--- START ---

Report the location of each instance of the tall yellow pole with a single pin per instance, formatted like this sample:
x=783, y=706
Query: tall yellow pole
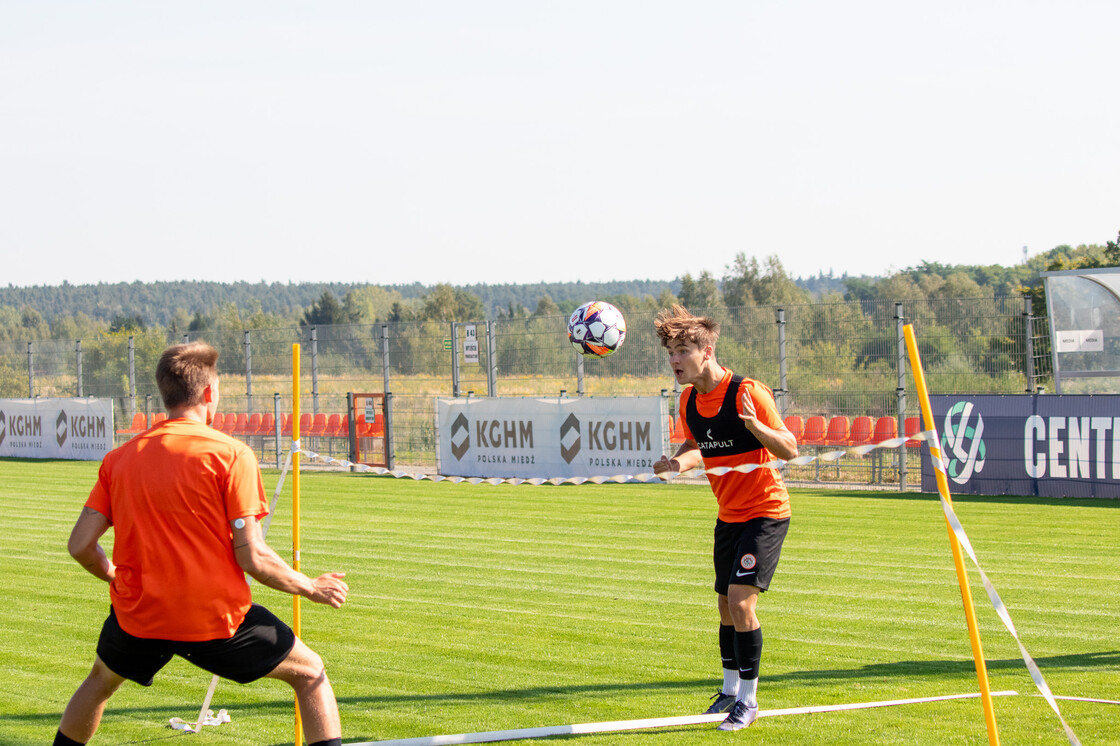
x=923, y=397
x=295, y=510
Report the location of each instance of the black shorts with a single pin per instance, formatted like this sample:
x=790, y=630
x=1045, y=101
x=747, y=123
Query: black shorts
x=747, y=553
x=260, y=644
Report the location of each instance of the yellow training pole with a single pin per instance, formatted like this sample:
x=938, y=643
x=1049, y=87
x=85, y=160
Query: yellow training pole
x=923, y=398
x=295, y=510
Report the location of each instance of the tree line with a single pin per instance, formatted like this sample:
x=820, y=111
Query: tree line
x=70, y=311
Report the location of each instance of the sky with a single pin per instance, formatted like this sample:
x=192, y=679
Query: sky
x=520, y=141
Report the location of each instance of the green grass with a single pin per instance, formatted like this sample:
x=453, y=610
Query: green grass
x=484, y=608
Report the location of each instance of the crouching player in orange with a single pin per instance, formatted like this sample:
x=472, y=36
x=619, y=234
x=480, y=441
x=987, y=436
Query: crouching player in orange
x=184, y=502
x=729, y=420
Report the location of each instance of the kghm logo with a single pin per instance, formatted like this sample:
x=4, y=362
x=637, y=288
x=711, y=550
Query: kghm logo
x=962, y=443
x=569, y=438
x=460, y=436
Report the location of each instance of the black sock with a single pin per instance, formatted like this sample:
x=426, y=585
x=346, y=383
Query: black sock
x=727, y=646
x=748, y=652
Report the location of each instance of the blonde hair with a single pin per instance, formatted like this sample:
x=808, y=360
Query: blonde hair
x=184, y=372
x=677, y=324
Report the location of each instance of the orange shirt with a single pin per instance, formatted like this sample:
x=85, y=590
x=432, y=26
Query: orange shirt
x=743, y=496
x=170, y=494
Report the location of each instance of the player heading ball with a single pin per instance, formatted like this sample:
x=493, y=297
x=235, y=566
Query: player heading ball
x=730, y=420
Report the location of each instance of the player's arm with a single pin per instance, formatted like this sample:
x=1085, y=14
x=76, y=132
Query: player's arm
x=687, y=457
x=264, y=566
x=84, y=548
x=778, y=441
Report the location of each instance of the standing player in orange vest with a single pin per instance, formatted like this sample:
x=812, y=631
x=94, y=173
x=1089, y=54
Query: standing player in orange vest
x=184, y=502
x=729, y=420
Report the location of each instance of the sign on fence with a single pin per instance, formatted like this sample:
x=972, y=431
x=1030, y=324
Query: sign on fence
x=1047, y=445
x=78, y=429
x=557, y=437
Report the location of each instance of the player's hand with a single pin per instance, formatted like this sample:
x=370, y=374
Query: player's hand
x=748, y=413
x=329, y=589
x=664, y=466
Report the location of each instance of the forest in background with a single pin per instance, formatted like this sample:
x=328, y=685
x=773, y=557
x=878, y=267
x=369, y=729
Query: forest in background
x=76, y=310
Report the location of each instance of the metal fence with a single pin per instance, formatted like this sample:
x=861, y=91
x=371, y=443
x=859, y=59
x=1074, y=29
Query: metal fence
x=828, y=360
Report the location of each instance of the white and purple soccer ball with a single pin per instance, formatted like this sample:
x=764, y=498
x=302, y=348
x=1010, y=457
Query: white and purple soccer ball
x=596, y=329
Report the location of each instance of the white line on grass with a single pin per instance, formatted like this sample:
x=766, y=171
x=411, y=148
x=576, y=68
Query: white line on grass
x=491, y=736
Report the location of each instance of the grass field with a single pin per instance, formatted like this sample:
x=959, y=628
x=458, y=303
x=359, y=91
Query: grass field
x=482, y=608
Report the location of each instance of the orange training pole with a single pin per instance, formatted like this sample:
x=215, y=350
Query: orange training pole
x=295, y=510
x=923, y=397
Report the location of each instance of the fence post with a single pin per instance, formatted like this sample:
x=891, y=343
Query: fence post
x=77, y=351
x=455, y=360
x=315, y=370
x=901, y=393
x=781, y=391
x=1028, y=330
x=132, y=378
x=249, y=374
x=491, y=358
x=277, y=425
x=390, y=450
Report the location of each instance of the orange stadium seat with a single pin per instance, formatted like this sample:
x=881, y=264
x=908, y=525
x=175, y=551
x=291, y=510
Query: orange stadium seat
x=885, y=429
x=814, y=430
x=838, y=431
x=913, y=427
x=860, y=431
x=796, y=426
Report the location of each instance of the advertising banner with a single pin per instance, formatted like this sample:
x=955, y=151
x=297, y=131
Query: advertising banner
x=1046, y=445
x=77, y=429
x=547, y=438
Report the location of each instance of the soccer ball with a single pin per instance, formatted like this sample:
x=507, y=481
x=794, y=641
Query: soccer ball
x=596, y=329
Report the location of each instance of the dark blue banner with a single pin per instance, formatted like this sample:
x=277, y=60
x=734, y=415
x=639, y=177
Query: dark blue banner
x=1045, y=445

--- END ---

About this exercise
Set down the complete material exactly, but do not include the images.

Solution for this task
Report the location of each instance of the tall yellow pole with a single pin per instance, formatted like this sample:
x=783, y=706
Query: tall yellow pole
x=923, y=397
x=295, y=510
Report the location of each instance of the black shorts with a single pin per instance, formatted like this sample:
x=790, y=630
x=1045, y=101
x=747, y=123
Query: black shorts
x=747, y=553
x=260, y=644
Report the location of each instance of the yellow training pole with a single pin per instance, formatted like this sample:
x=938, y=643
x=1049, y=87
x=85, y=160
Query: yellow training pole
x=923, y=398
x=295, y=510
Report the location of each instance of the tree line with a single pin per instance, formatted like this sample:
x=820, y=111
Query: tree line
x=70, y=311
Report the location of each instance of the sky with a single pin per instance, formatted like this sample:
x=192, y=679
Query: sky
x=520, y=141
Report the location of each instance of the green grass with a single pin per instance, formatted like this sample:
x=453, y=610
Query: green grass
x=484, y=608
Report the location of each instance of the crouching player in orange with a single pin per instance, formatted like this sample:
x=472, y=36
x=619, y=234
x=480, y=441
x=987, y=436
Query: crouching player in orange
x=184, y=502
x=729, y=420
Report the location of each instance of the kghm logo with a single pin per instance, formatted like this sample:
x=4, y=362
x=637, y=288
x=711, y=550
Query: kghm logo
x=962, y=443
x=569, y=438
x=460, y=436
Report the location of each instance of the black sock with a single pin per instance, formatted like this sample:
x=426, y=585
x=346, y=383
Query: black sock
x=727, y=646
x=748, y=652
Report the location of each instance of the blonde hair with a single pin per instance, formatted like this sample:
x=808, y=360
Query: blonde hair
x=184, y=372
x=677, y=324
Report the location of each instance of the orange shirt with a single pin per instance, formatted like this sample:
x=85, y=590
x=432, y=26
Query: orange shirt
x=743, y=496
x=170, y=494
Report the location of each instance of the player heading ball with a single pin per instance, formatted like this sample:
x=493, y=297
x=235, y=566
Query: player heading ball
x=730, y=420
Report the location of each instance of the player's arm with a single pin per instance, formatted like this sample:
x=1085, y=14
x=76, y=132
Query: player's arm
x=687, y=457
x=264, y=566
x=84, y=548
x=778, y=441
Report the location of each instance of the standing player in orange vest with a single pin per instance, formatted like this sample:
x=812, y=631
x=94, y=173
x=1089, y=54
Query: standing player in orange vest
x=184, y=502
x=729, y=420
Report the location of each instance of the sign on fence with a single pin per instance, formatted like this sample:
x=972, y=431
x=1030, y=324
Query: sign on fence
x=1047, y=445
x=78, y=429
x=557, y=437
Report the location of each instance of the player's hand with a single pin per instance, formatted like this sample:
x=370, y=374
Query: player's hand
x=748, y=413
x=329, y=589
x=664, y=466
Report the location of each instance of the forest in background with a single pin per instance, formatted like this sample:
x=328, y=685
x=773, y=557
x=878, y=267
x=369, y=729
Query: forest in background
x=76, y=310
Report the location of each instance of the metal fence with a single pin per instance, formatted like this sample:
x=861, y=91
x=371, y=443
x=859, y=59
x=1074, y=29
Query: metal fence
x=828, y=360
Report the location of each instance of the white and purple soccer ball with a single pin per instance, formatted like this sample:
x=764, y=498
x=302, y=348
x=1010, y=457
Query: white and purple soccer ball
x=596, y=329
Report the location of each instance of the white line on grass with a single pin per instance, formatted like this sample:
x=766, y=171
x=411, y=148
x=576, y=68
Query: white line on grass
x=491, y=736
Report the location of each instance of the grass field with a single pin per instance, formatted like this sample:
x=959, y=628
x=458, y=303
x=359, y=91
Query: grass field
x=482, y=608
Report the location of each instance of the orange training pole with a single pin per instance, formatted like this sample:
x=215, y=350
Query: orange training pole
x=295, y=510
x=923, y=397
Report the location of each instance of the fence post with a single pin per instance, formatted like this sample:
x=891, y=343
Query: fence post
x=77, y=351
x=455, y=360
x=315, y=370
x=901, y=393
x=781, y=391
x=1028, y=330
x=132, y=378
x=249, y=374
x=491, y=358
x=277, y=425
x=390, y=450
Report the location of each instance of the orange stadium seat with a single pin per instance, formatted like this sample:
x=881, y=264
x=908, y=525
x=175, y=551
x=291, y=510
Query: orange stadium seat
x=885, y=429
x=814, y=430
x=838, y=431
x=913, y=427
x=860, y=431
x=796, y=426
Report the location of each instance of the advertising banner with a single pin per instance, formatted like this sample:
x=955, y=151
x=297, y=131
Query: advertising banner
x=1046, y=445
x=77, y=429
x=547, y=438
Report the location of each instance of the soccer ball with a single pin per instance, formatted like this sample:
x=507, y=481
x=794, y=641
Query: soccer ball
x=596, y=329
Report the location of each instance of the dark blue banner with a single pin per instance, formatted like this sample:
x=277, y=60
x=734, y=415
x=639, y=177
Query: dark blue banner
x=1045, y=445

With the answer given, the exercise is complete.